Lokalaugenschein

Notschlafstellen: Das letzte Netz fängt auf

Tirol
31.01.2019 08:00

Zum ersten Mal wurde mit diesem Winter das Netz der Notschlafstellen auf mehrere Bezirke ausgeweitet. Die Tiroler Sozialen Dienste (TSD), die für die operativen Abwicklungen der Notschlafstellen an sämtlichen Standorten, außer jenem in der Amraser Straße in Innsbruck, zuständig sind, luden zur am Mittwoch Zwischenbilanz.

--------

**Aufgabe**
Schreib den Text über die Notschlafstellen in Tirol weiter, direkt nach seinem letzten Satz.

**Vorliegende Daten**
--------

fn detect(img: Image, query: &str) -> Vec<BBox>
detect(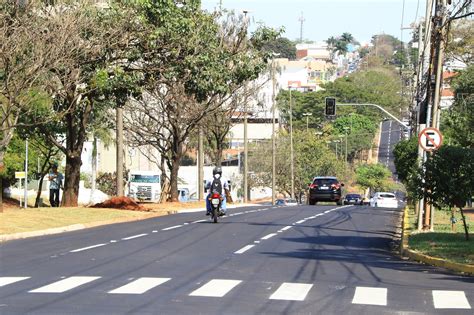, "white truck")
[128,171,161,202]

--------

**Antwort**
Beim Händeschütteln gestern Früh sind die Finger klamm. Minus fünf Grad zeigt das Thermometer. Dabei ist die im Freien verbrachte Zeit gering, nur kurz vorher saßen alle Händeschüttler noch am Frühstückstisch – oder zumindest in der warm beheizten Wohnung. An einem Ort, den jene 85 Menschen, die die vergangene Nacht in der Notschlafstelle am Schusterbergweg verbracht haben, nicht haben. Viel mehr sind diese 90 Betten „das letzte Netz“, wie die Leiterin der Notschlafstelle, Andrea Carter-Sax, betont: „Wenn wir nein sagen, bleibt wirklich nur noch die Straße.“

Kritik der Opposition
Soziallandesrätin Gabriele Fischer lud zum Rundgang. Dass der Besuch eine Gegenveranstaltung zur nur eine Stunde später angesetzten Pressekonferenz der Opposition ist, ist allen Beteiligten klar. Nichtsdestotrotz wird hier gute Arbeit geleistet. Von den Mitarbeitern der TSD, aber auch von den Freiwilligen, ohne die „der Laden nicht laufen würde“.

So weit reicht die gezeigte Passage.